### GIVEN EXERCISE
Everything from the line that contains "Where can the rear" through the last line of the listing must be copied exactly, with both of those lines included and no others.

Named-object pointing records:

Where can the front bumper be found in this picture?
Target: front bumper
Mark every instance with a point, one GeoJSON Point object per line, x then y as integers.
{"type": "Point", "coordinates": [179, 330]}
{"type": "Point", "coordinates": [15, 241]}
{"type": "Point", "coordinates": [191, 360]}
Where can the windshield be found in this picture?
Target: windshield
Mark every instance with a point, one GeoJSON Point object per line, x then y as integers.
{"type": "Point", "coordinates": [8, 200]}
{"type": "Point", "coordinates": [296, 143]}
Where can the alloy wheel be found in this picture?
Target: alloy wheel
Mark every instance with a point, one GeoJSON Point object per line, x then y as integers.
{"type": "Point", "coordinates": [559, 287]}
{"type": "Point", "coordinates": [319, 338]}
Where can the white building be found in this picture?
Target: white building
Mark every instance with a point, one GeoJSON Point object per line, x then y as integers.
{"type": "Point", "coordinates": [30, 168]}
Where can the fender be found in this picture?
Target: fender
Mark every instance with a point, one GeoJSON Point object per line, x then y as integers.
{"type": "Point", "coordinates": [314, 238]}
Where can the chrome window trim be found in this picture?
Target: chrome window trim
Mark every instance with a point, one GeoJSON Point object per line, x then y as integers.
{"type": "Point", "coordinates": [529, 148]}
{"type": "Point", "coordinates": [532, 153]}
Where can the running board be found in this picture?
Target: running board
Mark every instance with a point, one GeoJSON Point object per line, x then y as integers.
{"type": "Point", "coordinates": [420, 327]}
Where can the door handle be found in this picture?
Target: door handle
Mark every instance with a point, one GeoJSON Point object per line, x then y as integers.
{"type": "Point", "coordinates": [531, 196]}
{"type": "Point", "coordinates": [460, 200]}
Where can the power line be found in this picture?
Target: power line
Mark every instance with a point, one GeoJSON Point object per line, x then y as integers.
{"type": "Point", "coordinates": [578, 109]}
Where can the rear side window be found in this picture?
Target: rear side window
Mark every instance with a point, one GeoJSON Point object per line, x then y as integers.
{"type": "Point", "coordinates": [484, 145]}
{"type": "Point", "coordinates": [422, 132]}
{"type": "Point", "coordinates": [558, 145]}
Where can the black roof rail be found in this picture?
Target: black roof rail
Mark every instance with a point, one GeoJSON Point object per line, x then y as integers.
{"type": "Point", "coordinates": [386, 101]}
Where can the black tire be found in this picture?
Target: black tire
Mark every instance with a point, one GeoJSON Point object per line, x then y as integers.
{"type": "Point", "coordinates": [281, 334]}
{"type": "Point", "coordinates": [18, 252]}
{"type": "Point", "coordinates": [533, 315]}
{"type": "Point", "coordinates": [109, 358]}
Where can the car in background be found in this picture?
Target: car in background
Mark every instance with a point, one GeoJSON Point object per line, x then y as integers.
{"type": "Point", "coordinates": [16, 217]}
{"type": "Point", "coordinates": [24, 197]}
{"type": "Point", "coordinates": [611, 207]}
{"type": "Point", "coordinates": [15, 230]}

### THE COMPLETED TASK
Where can the rear side window be found in this picture?
Target: rear side window
Mark every instance with a point, one GeoJSON Point object per line, x then y as integers.
{"type": "Point", "coordinates": [484, 145]}
{"type": "Point", "coordinates": [422, 132]}
{"type": "Point", "coordinates": [558, 145]}
Where can the black roof rail be found in this picture?
Target: black roof rail
Mark every instance with a point, one GeoJSON Point object per line, x then y as integers.
{"type": "Point", "coordinates": [386, 101]}
Where can the black tire be found in this picture?
Target: black tire
Mark every instance with a point, one GeoJSON Point object per line, x then y as integers.
{"type": "Point", "coordinates": [281, 334]}
{"type": "Point", "coordinates": [18, 252]}
{"type": "Point", "coordinates": [533, 315]}
{"type": "Point", "coordinates": [109, 358]}
Where can the car in background be found in this picture?
Target: car in background
Mark every instance with a point, one GeoJSON Point object per line, x then y as integers.
{"type": "Point", "coordinates": [16, 217]}
{"type": "Point", "coordinates": [24, 197]}
{"type": "Point", "coordinates": [611, 207]}
{"type": "Point", "coordinates": [15, 230]}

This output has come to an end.